**EXERCISE PROMPT**. Gather every line below that contains the word "stem", and copy each one out in full.
INFORMATION PROVIDED start
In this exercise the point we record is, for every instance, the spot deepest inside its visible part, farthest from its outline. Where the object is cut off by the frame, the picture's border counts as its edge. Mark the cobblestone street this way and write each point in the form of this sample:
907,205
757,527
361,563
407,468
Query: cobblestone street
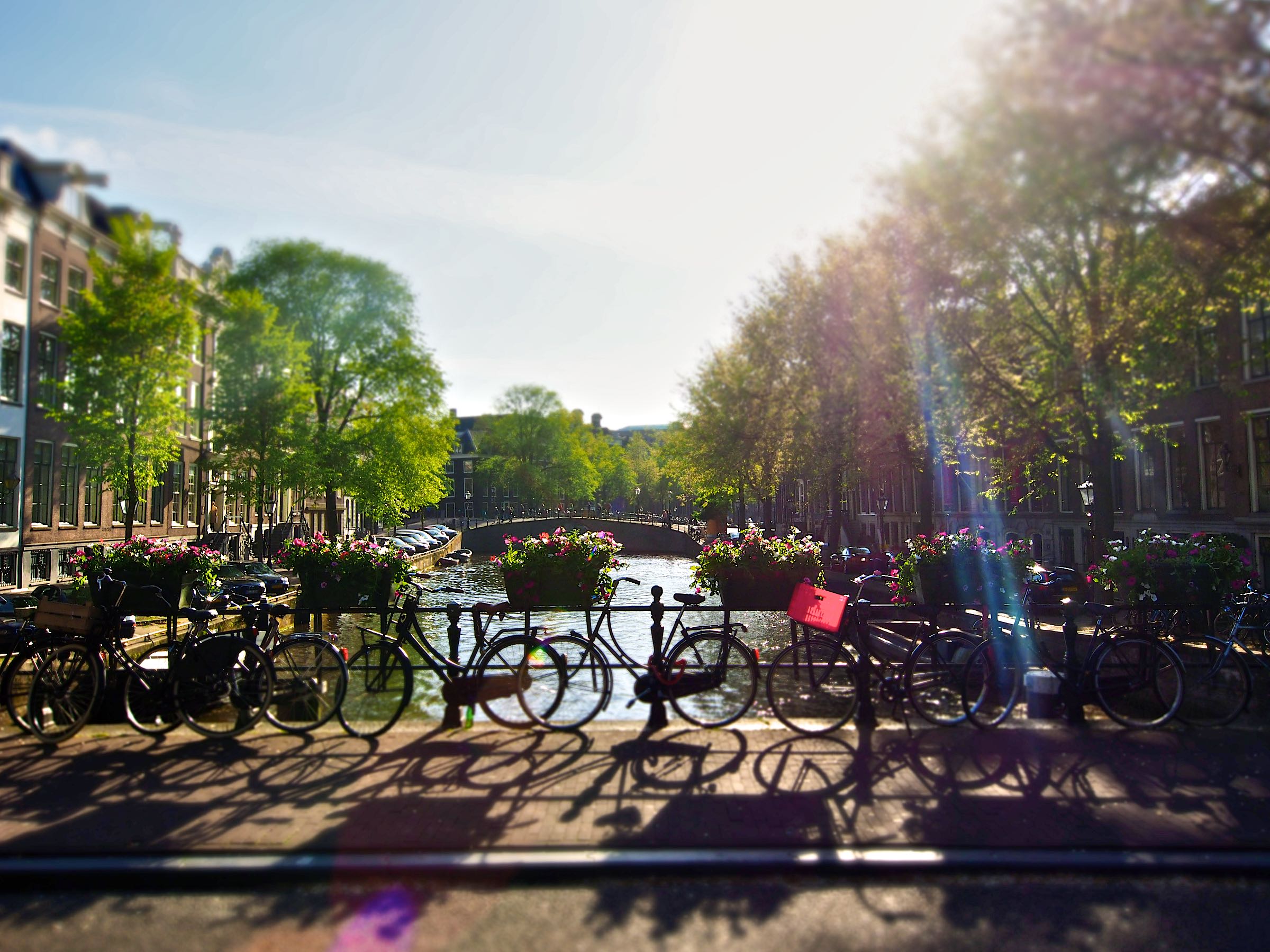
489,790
INFORMATION PROVIDED end
INFORMATION PROVIDED start
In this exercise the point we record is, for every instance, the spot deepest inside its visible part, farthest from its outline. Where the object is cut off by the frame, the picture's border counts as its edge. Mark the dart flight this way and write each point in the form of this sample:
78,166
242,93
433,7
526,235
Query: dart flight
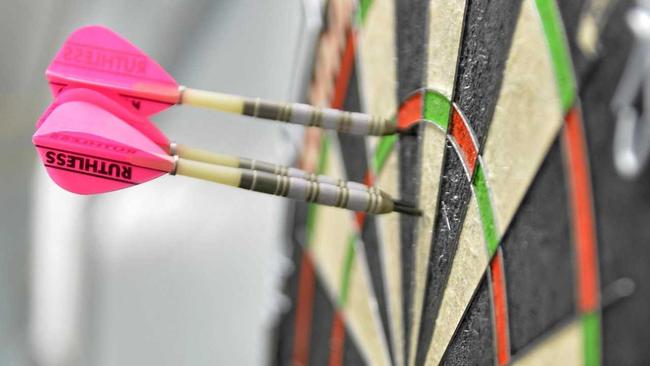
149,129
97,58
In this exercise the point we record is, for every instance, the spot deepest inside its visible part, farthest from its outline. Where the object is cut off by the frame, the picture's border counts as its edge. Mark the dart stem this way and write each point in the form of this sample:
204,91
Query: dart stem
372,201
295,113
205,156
INFORMATION PROVIDED end
**PROBLEM SOLUTION**.
In this exercise the point we record is, for every instance, the spot deepest inside its visible part, farthest from its outline. Where the object is cut off by the frame, the picture's border counts as its edge. Mark the dart stem this way and write each point in the form of this sample:
Query: dart stem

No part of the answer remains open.